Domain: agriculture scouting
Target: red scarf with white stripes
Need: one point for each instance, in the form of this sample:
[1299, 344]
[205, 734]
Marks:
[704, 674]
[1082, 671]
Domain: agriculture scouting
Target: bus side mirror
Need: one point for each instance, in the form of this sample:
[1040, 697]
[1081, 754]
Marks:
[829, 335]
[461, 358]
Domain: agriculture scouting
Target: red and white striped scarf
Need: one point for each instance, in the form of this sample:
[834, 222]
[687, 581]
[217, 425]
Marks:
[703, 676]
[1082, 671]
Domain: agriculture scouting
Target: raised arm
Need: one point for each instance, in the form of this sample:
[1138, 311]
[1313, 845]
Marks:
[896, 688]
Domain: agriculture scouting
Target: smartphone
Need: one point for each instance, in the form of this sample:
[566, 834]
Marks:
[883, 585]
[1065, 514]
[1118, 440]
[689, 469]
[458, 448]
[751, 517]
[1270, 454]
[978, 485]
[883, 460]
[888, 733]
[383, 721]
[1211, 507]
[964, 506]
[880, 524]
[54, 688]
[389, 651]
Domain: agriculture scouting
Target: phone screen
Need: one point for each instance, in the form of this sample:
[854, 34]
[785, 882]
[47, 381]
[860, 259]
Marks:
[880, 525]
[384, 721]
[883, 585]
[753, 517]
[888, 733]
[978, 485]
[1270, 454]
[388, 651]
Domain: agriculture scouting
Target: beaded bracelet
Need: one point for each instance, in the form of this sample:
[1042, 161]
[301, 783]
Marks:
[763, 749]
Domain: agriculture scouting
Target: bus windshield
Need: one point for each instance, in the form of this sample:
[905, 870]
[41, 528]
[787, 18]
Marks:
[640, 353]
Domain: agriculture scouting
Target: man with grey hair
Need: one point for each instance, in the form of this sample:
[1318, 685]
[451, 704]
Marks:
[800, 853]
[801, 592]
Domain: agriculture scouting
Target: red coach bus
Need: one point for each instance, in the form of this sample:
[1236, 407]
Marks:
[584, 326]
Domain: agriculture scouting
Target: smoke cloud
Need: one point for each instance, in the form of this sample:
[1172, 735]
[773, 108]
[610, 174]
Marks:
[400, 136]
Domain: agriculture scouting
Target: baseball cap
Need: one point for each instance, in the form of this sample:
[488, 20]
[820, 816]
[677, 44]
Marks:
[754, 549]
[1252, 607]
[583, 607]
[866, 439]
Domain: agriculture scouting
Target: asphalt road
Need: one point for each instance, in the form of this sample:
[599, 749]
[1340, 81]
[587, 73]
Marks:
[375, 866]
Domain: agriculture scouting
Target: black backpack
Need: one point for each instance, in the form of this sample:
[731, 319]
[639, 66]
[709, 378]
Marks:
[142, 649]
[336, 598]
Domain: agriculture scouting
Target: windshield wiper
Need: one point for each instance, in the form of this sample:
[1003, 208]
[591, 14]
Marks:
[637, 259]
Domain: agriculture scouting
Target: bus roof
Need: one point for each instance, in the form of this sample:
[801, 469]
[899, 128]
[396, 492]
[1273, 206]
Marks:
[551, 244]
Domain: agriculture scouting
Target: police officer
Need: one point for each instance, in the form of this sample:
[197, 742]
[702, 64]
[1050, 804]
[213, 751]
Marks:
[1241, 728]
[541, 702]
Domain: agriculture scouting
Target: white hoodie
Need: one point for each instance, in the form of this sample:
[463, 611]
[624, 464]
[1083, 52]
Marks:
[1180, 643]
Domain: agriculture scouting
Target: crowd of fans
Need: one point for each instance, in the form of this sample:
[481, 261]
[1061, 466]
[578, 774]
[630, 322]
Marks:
######
Repeat the records exactly, leaving out none of them.

[Reply to the exercise]
Domain: agriculture scouting
Target: red scarf with white stripes
Need: one point for each instance, in the form of this sample:
[1299, 344]
[205, 734]
Marks:
[704, 674]
[1082, 671]
Domain: agriculture scouting
Target: bus side mirror
Need: one point for each instance, in the form of this sample:
[1040, 697]
[1081, 754]
Marks:
[829, 335]
[461, 358]
Domain: agriculture scouting
Target: red and white striped scarf
Need: one point for each instance, in the form of this sample:
[834, 222]
[687, 581]
[217, 425]
Marks:
[703, 676]
[1082, 671]
Domain: agriculture scouting
Target: raised arm
Need: one point for each instance, in the form of this sample:
[1138, 311]
[1313, 845]
Marks:
[896, 688]
Domain: agriculture scouting
Target: smartphone
Need: one point for each instance, in the form of this sample:
[566, 834]
Marks:
[883, 585]
[1065, 514]
[1118, 440]
[689, 469]
[458, 448]
[751, 517]
[1270, 454]
[978, 485]
[883, 460]
[888, 733]
[383, 721]
[1211, 507]
[964, 506]
[880, 524]
[54, 688]
[389, 651]
Domain: agriculture scouting
Target: phone screen
Need: one point for each instance, in the form of this sample:
[854, 34]
[785, 882]
[47, 381]
[860, 259]
Marks:
[880, 525]
[384, 721]
[883, 585]
[753, 517]
[888, 733]
[978, 485]
[1270, 454]
[388, 651]
Domain: agriculture scouting
Target: beaded bracelet
Need: one point for each instance, in the form of this sample:
[1042, 161]
[301, 783]
Marks:
[763, 749]
Domain: agriculture scouting
Target: bus windshield
Need: one point for each instance, in the form of this sample:
[905, 870]
[41, 528]
[787, 18]
Marks:
[640, 353]
Domain: agriculture scouting
Target: man with grey hair
Need: one point for each instance, in the form of this sample:
[1318, 685]
[451, 704]
Marks:
[800, 853]
[801, 592]
Domain: agriculture scouting
Target: red coach bus
Need: one point for each instance, in the form of this sample:
[1236, 407]
Marks:
[584, 326]
Domain: agriculture scouting
Target: smoke cloud
Need: one point for each instance, in the form of this sample:
[1172, 735]
[773, 108]
[610, 174]
Marks:
[400, 136]
Domain: agriculture scouting
Target: baseball cap
Need: one point for each instance, in the form of this sample:
[488, 20]
[820, 816]
[677, 44]
Marks:
[754, 549]
[1252, 607]
[583, 607]
[866, 439]
Domain: agriculture scouting
Target: asphalt road
Need: one point for each instance, in the form of this sample:
[599, 749]
[1340, 81]
[587, 73]
Marks:
[375, 866]
Domain: agriculture scouting
Target: black backpack
Need: one point for each instance, in the form of this sample:
[731, 319]
[639, 66]
[709, 378]
Marks:
[142, 649]
[336, 598]
Domain: agriculture scouting
Target: windshield wiper
Need: one point for each instance, in the form of this sample:
[1003, 208]
[591, 14]
Marks:
[637, 259]
Domain: agriculture scouting
Target: bus roof
Need: one point for each instance, in the form of this sample:
[801, 469]
[899, 128]
[396, 492]
[1273, 206]
Marks:
[551, 244]
Domain: agriculture scouting
Target: police officer
Need: one point for each instance, in the form of this sample:
[197, 742]
[702, 64]
[1050, 804]
[213, 751]
Marks:
[1241, 728]
[541, 702]
Domain: agriculture scouting
Target: white hoodie
Need: one point for each instance, in the form of this sample:
[463, 611]
[624, 464]
[1083, 52]
Marks:
[1180, 643]
Domain: agriculture scouting
Target: crowd of fans
Need: one point for each instance, in the form of this sample:
[481, 261]
[1061, 466]
[578, 774]
[630, 322]
Marks:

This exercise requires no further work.